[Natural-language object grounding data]
····················
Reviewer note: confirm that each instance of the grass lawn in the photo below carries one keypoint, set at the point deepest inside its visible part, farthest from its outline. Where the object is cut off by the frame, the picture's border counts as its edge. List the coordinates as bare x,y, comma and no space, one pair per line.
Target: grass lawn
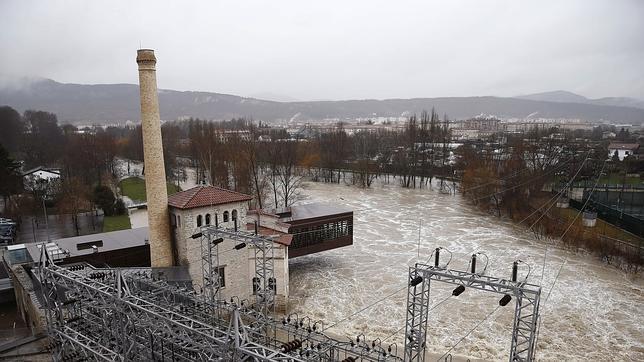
134,188
113,223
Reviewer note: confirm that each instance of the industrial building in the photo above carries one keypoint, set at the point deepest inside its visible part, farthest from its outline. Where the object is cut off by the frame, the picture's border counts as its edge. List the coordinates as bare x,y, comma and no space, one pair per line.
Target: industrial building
216,273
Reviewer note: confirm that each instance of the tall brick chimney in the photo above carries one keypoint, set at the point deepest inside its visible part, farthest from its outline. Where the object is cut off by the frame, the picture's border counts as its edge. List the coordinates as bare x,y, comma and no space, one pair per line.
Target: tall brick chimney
155,182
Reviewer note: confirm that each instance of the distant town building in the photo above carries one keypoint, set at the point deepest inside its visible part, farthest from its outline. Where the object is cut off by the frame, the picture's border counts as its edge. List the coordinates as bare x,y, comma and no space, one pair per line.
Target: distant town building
623,150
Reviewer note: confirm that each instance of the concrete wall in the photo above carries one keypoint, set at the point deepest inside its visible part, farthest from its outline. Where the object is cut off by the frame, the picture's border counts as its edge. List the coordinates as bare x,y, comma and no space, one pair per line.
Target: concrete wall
27,303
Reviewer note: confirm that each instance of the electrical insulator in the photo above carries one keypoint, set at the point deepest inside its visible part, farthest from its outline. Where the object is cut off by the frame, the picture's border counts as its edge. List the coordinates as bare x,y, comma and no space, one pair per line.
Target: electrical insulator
505,300
292,345
515,271
458,290
417,280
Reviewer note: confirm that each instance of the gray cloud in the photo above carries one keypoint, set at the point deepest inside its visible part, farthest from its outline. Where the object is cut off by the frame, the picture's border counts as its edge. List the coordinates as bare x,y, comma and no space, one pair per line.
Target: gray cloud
335,49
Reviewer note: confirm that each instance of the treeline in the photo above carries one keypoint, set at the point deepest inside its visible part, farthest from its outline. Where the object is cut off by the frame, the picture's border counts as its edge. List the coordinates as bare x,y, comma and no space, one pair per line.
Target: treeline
85,159
269,164
509,180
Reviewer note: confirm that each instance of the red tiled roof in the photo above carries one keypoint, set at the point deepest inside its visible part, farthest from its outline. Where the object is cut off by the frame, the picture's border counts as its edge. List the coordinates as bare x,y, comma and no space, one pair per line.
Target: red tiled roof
200,196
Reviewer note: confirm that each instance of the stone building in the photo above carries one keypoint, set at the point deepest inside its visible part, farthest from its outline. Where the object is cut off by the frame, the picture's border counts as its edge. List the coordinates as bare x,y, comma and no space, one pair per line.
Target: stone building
201,206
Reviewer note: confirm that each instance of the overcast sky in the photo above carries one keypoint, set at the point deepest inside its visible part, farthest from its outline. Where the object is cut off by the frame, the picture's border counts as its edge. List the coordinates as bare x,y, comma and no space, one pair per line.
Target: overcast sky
311,50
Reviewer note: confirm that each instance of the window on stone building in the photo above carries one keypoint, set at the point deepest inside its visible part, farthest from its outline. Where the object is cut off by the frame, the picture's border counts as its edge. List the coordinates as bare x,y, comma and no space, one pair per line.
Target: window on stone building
222,276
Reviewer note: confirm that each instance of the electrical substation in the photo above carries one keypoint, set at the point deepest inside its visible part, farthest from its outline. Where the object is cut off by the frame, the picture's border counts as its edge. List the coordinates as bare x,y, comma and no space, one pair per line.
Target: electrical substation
156,313
134,314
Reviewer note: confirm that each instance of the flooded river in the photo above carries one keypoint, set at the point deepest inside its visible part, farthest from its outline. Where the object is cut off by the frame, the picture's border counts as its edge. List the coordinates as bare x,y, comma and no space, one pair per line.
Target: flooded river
594,312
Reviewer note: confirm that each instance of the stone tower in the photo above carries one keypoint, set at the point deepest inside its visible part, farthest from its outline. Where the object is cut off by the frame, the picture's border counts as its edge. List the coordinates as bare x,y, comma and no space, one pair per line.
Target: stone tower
155,182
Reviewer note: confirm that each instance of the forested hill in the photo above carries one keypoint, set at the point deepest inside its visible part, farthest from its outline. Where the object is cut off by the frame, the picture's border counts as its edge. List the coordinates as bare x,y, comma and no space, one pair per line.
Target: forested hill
120,102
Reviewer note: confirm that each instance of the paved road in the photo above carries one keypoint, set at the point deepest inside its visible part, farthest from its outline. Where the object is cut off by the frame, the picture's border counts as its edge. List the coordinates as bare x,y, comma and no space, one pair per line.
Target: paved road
33,229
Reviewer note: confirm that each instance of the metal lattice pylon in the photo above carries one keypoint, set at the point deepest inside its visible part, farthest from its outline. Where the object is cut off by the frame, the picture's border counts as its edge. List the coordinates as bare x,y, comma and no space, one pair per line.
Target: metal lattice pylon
526,314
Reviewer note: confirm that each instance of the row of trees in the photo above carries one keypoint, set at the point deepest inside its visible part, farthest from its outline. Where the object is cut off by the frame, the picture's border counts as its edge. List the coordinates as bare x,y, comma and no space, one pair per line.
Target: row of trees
85,159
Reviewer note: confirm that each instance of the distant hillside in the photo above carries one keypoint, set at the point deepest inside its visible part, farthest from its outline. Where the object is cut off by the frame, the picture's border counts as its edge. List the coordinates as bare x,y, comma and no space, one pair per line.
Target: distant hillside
119,102
569,97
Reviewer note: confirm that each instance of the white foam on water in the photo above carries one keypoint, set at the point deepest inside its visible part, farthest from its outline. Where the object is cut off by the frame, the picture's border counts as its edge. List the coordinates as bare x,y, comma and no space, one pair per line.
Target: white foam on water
595,311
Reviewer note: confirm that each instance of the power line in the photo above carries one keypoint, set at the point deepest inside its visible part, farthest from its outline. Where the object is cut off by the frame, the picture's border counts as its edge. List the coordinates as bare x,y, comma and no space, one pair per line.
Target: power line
469,332
430,309
521,184
557,195
365,308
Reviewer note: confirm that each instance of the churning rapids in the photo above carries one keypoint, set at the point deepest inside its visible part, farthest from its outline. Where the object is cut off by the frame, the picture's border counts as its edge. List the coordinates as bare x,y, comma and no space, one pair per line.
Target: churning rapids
595,311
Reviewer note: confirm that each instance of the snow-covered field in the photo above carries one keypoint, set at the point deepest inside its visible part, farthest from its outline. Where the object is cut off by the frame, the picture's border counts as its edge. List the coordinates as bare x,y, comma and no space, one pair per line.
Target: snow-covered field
595,312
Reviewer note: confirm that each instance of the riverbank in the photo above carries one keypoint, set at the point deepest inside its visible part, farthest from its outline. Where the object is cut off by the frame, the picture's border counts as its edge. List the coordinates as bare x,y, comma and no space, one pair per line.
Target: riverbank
594,310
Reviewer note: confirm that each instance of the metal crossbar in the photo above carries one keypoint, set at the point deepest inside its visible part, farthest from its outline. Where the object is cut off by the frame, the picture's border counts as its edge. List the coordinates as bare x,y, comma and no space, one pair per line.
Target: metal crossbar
526,314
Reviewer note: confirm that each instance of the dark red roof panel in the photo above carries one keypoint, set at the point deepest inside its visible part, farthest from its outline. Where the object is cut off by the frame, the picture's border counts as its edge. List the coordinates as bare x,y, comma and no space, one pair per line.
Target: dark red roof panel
200,196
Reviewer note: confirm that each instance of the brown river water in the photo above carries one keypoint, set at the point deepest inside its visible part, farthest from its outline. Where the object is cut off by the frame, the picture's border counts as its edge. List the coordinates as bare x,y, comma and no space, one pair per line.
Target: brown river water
594,311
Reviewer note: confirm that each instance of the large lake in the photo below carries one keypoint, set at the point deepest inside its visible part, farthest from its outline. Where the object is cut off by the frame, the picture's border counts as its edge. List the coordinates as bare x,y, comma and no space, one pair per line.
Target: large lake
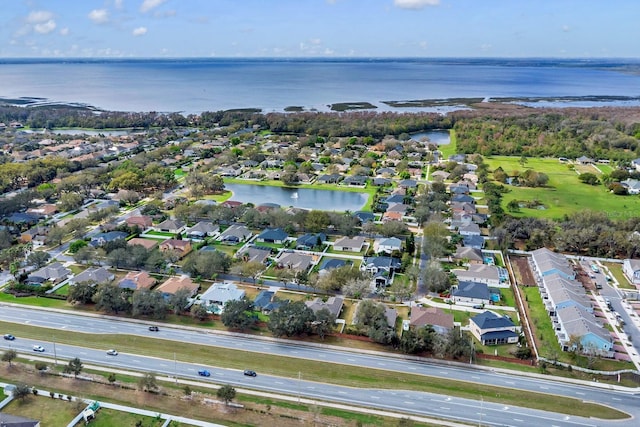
····················
The answer must be all the lines above that hold the word "lake".

**WRITTEN ANSWER**:
Reviewer note: confirm that each instance of the large lake in the photo below carries one keypoint, set at the point deepest inside its visible part, farthest from its outline. Where the object is cut off by the frame, the picture's border counts as its edge. List the coordinates as bare x,y, comma and no space, one pair per line.
Target: large lake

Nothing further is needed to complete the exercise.